Istruzione A:
Puoi duplicare per intero e senza modifiche il brano sulla riforma del valore fiscale degli immobili?

Estratto del brano:
Le ragioni della riforma sono semplici e, probabilmente, note a tutti: il valore fiscale degli immobili – sul quale si basa la tassazione – è di gran lunga inferiore a quello commerciale. Questo è accaduto perché in molti casi gli immobili ubicati nei centri storici si trovano in zone che originariamente erano di tipo popolare, ma che nel corso degli anni hanno beneficiato di importanti opere di riqualificazione. Inoltre la maggior parte di questi immobili è classificata, per ciò che riguarda la categoria catastale attribuita, come “popolare”. In realtà, si tratta spesso di immobili che nel tempo hanno assunto caratteristiche di pregio. In questo senso, il caso dei recuperi dei centri storici di molte città è emblematico: oggi abbiamo immobili bellissimi, oggetto di importanti opere di ristrutturazione che catastalmente valgono davvero poco. In altre zone, però, può essersi realizzato l’esatto l’opposto con periferie nate con grandi velleità, costruzioni dignitose e poi il degrado urbano che tanti Comuni conoscono.

Istruzione B:
Puoi dare come lista JSON di stringhe le righe fornite, partendo dall'inizio e arrivando alla riga che contiene "77 2 L 78 1", compresa? Metti una stringa per ogni riga e tralascia le righe vuote.

Righe fornite:

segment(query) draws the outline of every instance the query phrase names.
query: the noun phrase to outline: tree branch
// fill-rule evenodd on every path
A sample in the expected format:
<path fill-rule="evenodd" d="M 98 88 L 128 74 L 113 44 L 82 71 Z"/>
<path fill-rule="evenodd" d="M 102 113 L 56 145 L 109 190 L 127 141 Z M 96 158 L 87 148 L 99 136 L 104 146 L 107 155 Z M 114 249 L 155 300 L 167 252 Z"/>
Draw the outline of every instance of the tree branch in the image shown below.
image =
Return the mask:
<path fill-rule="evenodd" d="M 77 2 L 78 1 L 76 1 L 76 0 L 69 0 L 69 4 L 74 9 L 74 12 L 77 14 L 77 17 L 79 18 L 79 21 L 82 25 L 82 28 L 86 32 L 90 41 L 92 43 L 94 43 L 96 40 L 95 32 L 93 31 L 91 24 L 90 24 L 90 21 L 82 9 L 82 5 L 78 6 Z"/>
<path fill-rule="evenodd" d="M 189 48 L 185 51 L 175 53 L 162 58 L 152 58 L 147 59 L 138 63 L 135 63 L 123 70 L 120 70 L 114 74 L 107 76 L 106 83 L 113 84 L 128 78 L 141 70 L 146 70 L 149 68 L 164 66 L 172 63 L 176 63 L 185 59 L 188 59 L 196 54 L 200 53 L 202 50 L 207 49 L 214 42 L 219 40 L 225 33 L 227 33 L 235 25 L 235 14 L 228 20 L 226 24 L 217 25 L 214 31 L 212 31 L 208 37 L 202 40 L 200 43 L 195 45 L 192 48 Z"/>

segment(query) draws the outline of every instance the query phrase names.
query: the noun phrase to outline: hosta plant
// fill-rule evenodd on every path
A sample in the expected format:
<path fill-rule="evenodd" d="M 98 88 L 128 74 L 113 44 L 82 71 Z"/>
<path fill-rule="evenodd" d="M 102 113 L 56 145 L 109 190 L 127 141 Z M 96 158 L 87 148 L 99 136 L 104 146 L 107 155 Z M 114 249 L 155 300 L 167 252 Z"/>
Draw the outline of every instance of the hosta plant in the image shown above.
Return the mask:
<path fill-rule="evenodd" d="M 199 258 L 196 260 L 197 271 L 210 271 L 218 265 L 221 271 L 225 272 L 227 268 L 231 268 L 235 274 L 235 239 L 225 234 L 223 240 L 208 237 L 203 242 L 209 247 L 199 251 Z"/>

Risposta scritta A:
Le ragioni della riforma sono semplici e, probabilmente, note a tutti: il valore fiscale degli immobili – sul quale si basa la tassazione – è di gran lunga inferiore a quello commerciale. Questo è accaduto perché in molti casi gli immobili ubicati nei centri storici si trovano in zone che originariamente erano di tipo popolare, ma che nel corso degli anni hanno beneficiato di importanti opere di riqualificazione. Inoltre la maggior parte di questi immobili è classificata, per ciò che riguarda la categoria catastale attribuita, come “popolare”. In realtà, si tratta spesso di immobili che nel tempo hanno assunto caratteristiche di pregio. In questo senso, il caso dei recuperi dei centri storici di molte città è emblematico: oggi abbiamo immobili bellissimi, oggetto di importanti opere di ristrutturazione che catastalmente valgono davvero poco. In altre zone, però, può essersi realizzato l’esatto l’opposto con periferie nate con grandi velleità, costruzioni dignitose e poi il degrado urbano che tanti Comuni conoscono.

Risposta scritta B:
[
  "segment(query) draws the outline of every instance the query phrase names.",
  "query: the noun phrase to outline: tree branch",
  "// fill-rule evenodd on every path",
  "A sample in the expected format:",
  "<path fill-rule=\"evenodd\" d=\"M 98 88 L 128 74 L 113 44 L 82 71 Z\"/>",
  "<path fill-rule=\"evenodd\" d=\"M 102 113 L 56 145 L 109 190 L 127 141 Z M 96 158 L 87 148 L 99 136 L 104 146 L 107 155 Z M 114 249 L 155 300 L 167 252 Z\"/>",
  "Draw the outline of every instance of the tree branch in the image shown below.",
  "image =",
  "Return the mask:",
  "<path fill-rule=\"evenodd\" d=\"M 77 2 L 78 1 L 76 1 L 76 0 L 69 0 L 69 4 L 74 9 L 74 12 L 77 14 L 77 17 L 79 18 L 79 21 L 82 25 L 82 28 L 86 32 L 90 41 L 92 43 L 94 43 L 96 40 L 95 32 L 93 31 L 91 24 L 90 24 L 90 21 L 82 9 L 82 5 L 78 6 Z\"/>"
]